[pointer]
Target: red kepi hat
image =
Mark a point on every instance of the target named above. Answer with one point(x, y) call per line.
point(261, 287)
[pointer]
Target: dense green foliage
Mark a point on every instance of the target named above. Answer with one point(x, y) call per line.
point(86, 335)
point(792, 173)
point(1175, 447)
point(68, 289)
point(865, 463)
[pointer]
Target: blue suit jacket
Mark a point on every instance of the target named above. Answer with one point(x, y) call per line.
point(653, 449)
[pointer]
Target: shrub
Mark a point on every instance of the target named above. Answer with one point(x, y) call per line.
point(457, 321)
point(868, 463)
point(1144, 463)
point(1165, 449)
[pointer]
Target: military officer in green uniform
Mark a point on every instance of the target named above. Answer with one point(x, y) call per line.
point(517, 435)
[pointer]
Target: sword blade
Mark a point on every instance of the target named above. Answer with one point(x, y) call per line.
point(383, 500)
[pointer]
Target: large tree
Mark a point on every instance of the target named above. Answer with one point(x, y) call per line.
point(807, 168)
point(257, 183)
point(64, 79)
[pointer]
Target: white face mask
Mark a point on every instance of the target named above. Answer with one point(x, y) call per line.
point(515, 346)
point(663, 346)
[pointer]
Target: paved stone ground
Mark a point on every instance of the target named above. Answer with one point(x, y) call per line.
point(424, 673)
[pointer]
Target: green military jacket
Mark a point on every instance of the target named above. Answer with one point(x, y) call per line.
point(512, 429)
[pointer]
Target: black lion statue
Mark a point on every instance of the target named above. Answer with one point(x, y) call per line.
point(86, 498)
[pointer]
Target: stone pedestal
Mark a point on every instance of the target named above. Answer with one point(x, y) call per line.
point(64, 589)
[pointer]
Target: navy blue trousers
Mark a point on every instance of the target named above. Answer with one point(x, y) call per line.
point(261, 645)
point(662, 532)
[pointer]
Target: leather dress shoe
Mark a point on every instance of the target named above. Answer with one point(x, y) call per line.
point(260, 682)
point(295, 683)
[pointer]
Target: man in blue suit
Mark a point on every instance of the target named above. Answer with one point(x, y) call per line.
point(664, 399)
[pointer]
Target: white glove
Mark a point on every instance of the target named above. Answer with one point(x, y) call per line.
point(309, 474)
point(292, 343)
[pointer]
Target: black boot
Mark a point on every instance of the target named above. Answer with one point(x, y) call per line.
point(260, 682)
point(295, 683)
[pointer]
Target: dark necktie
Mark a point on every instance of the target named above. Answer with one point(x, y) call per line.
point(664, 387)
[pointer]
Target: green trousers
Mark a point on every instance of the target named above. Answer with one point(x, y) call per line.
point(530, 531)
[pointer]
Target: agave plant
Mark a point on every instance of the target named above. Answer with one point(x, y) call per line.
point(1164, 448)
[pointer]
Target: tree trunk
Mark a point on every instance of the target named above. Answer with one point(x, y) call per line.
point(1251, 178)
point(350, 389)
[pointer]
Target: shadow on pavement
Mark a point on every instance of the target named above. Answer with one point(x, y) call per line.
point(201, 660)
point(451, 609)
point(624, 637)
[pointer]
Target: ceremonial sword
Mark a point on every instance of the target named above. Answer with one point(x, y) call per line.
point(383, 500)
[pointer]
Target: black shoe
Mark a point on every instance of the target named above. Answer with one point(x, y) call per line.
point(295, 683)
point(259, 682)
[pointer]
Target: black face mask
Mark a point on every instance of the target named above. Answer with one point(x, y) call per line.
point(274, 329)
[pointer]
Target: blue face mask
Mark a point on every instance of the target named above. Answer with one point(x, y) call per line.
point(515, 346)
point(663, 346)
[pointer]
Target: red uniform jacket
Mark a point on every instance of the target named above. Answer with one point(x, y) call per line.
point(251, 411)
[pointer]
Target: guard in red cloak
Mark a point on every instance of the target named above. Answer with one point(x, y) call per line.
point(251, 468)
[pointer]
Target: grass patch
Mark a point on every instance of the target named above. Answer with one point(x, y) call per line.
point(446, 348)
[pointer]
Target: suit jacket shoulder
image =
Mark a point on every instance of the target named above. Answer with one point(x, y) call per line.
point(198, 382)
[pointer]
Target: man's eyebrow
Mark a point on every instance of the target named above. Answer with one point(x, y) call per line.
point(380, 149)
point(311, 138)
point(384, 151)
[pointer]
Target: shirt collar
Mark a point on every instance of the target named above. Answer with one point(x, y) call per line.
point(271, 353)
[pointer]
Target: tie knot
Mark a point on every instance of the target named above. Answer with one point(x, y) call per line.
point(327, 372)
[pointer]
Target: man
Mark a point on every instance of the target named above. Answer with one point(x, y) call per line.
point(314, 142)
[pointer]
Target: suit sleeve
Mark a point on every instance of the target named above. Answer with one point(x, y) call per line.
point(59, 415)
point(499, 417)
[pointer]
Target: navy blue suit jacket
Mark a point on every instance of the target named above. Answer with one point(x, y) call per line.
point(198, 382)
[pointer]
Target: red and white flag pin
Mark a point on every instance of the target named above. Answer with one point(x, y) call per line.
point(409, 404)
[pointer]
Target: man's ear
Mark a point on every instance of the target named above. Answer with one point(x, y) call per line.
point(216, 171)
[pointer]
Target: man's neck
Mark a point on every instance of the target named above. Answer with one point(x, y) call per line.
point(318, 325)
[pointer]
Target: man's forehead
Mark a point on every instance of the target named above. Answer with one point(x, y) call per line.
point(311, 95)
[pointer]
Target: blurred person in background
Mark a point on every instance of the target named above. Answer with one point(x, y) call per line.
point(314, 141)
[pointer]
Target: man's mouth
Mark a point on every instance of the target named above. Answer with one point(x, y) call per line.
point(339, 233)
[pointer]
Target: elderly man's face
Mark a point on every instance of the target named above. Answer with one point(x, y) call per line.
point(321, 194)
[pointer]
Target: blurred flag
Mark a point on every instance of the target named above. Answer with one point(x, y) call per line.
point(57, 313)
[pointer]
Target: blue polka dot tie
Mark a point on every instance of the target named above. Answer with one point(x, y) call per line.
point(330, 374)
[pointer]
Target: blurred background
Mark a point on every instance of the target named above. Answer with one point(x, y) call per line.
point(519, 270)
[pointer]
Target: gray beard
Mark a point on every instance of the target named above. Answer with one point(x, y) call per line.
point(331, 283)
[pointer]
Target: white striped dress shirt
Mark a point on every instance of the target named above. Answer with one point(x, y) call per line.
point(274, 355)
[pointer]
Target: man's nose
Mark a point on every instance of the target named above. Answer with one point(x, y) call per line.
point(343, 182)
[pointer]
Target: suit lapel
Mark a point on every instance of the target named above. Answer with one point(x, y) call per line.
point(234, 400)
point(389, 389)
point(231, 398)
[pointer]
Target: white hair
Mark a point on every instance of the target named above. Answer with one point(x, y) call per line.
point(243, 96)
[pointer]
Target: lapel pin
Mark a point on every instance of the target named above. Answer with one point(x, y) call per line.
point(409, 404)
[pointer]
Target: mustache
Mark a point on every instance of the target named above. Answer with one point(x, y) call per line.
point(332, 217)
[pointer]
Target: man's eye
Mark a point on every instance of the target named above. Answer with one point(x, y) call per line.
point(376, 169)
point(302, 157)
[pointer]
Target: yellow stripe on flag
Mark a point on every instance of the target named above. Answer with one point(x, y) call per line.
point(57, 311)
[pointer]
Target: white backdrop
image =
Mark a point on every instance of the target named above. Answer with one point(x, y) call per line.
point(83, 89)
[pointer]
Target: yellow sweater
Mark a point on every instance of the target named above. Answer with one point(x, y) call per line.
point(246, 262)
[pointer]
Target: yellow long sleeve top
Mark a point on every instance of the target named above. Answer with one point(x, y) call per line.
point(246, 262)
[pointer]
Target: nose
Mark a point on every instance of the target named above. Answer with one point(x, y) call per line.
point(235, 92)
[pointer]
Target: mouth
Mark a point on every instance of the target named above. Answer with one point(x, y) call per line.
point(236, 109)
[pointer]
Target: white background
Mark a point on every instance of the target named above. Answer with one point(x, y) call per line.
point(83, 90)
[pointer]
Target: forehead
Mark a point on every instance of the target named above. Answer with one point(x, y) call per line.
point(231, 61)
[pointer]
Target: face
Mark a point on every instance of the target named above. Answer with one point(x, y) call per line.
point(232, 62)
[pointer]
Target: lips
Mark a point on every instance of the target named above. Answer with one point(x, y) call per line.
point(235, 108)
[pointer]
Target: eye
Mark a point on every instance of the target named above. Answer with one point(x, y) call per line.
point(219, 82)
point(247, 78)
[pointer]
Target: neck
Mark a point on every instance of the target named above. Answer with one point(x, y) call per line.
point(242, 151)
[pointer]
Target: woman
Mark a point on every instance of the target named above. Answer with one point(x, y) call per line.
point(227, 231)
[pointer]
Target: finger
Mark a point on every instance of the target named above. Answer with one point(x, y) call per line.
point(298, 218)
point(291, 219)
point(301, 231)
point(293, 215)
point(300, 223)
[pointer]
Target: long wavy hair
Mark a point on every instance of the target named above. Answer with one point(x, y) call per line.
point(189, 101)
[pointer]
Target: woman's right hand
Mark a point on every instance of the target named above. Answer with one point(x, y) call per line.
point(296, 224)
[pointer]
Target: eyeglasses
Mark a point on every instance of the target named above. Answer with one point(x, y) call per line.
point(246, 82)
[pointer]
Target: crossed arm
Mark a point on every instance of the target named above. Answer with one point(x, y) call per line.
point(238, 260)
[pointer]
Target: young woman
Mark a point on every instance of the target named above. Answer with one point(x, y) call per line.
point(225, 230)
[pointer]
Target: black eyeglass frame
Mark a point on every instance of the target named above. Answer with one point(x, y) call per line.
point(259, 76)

————————

*CONSIGNE:* Modifiez les lignes qui vont du début jusqu'à celle contenant « point(1165, 449) », incluse : remplacez « shrub » par « bush » et recopiez tout le reste sans changement.

*CORRIGÉ:*
[pointer]
Target: red kepi hat
image =
Mark a point on every instance of the target named above. Answer with one point(x, y) call per line.
point(261, 287)
[pointer]
Target: dense green foliage
Mark a point on every instance of the target named above. Answer with one point(x, y) call per line.
point(86, 335)
point(792, 173)
point(1175, 447)
point(68, 289)
point(865, 463)
[pointer]
Target: blue suit jacket
Mark a point on every instance of the target named above. Answer with one point(x, y) call per line.
point(653, 449)
[pointer]
Target: bush
Mark a point on every instance of the target named above. Answer with one point(x, y) call per line.
point(457, 321)
point(868, 463)
point(1144, 463)
point(1165, 449)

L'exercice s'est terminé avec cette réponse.